Render everything from the first line below down to the line containing "(552, 1155)", both included, as a Markdown table with the columns Row and Line, skipping blank lines. Leave the picture out of the answer.
★ ★ ★ ★ ★
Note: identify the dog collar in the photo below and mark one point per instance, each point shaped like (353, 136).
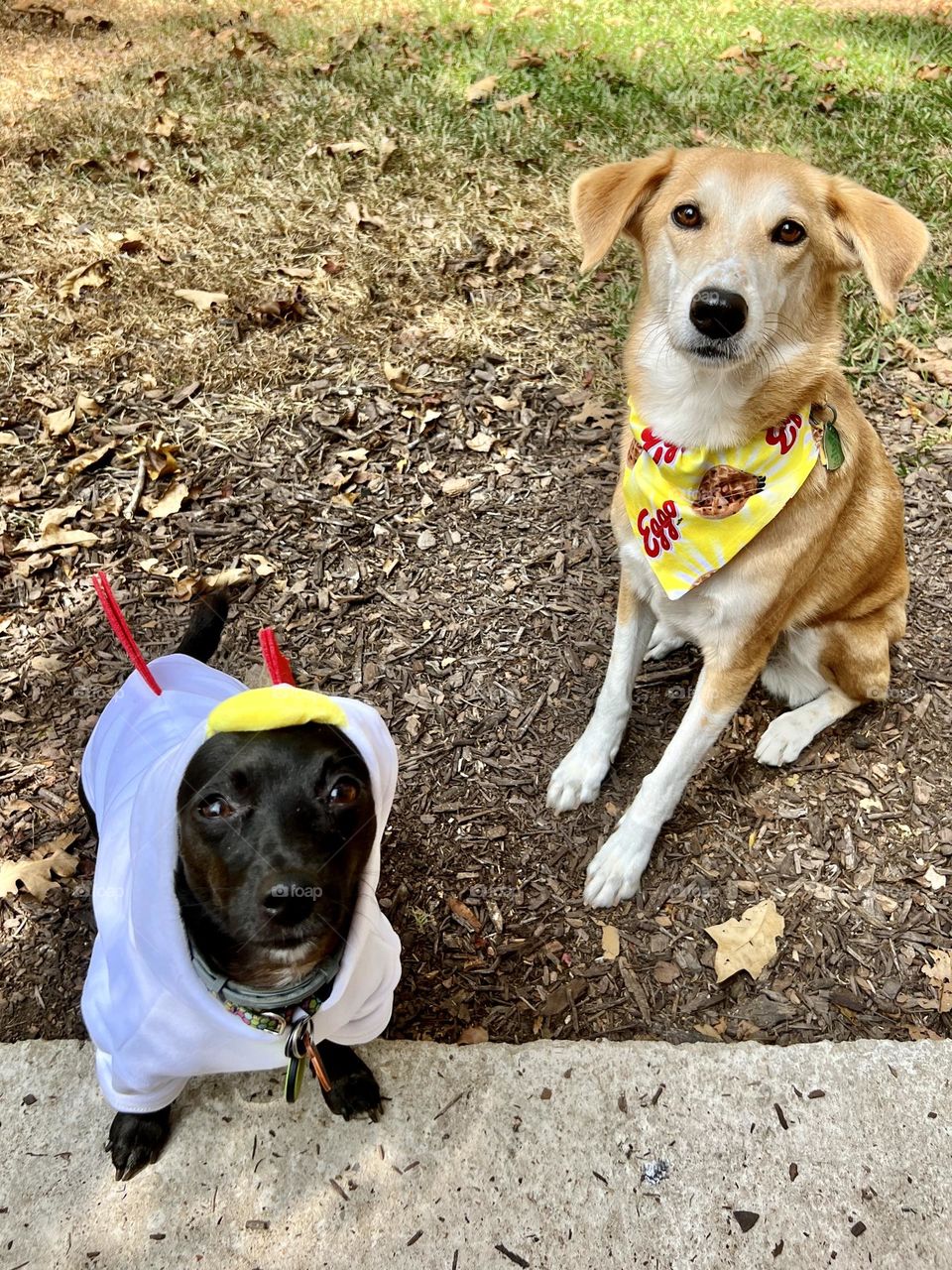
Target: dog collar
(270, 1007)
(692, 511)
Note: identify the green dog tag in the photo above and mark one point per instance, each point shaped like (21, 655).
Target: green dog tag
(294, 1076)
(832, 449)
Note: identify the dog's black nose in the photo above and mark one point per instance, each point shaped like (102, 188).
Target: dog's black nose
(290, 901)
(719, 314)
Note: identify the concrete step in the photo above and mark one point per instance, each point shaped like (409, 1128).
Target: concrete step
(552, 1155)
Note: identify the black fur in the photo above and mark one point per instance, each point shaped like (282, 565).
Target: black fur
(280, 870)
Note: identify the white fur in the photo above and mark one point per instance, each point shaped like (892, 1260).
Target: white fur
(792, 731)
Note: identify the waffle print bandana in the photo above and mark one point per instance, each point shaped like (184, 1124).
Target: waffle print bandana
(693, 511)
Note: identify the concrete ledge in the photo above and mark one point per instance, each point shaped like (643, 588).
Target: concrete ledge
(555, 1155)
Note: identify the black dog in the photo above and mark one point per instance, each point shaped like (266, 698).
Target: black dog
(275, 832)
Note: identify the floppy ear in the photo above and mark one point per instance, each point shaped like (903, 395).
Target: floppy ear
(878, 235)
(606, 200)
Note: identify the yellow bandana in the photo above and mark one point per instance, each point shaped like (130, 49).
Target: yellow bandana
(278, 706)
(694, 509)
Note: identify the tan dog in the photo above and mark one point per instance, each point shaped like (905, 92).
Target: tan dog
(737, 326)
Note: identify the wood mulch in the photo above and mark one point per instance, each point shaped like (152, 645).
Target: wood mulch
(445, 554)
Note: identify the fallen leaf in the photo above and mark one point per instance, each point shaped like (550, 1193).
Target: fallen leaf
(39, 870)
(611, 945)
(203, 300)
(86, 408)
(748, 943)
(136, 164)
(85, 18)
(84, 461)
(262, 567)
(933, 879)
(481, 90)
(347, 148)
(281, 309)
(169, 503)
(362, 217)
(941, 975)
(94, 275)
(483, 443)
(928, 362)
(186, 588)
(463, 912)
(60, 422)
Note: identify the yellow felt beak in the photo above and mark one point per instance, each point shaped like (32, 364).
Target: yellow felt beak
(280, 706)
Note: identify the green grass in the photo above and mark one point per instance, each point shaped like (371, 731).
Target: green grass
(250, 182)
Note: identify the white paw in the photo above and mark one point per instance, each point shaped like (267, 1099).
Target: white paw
★ ★ ★ ★ ★
EXPECTED ANSWER:
| Row | Line |
|---|---|
| 1 | Note: identify the dog collar in the photo below and mark one point per instance, each point shaped like (353, 136). |
| 2 | Target: dog collar |
| 3 | (270, 1007) |
| 4 | (692, 511) |
| 5 | Note: identify the green dog tag in the photo above and mark one point per instance, each point shaped like (21, 655). |
| 6 | Target: green dog tag |
| 7 | (294, 1076) |
| 8 | (832, 449) |
| 9 | Note: identify the dog's black nose in the photo above and mark one point per instance, each point shaped like (102, 188). |
| 10 | Target: dog's black nose |
| 11 | (290, 901) |
| 12 | (719, 314) |
| 13 | Note: identify the concrete step in the photo above and mark one point per instance, each point shaped like (409, 1128). |
| 14 | Target: concrete step |
| 15 | (552, 1155) |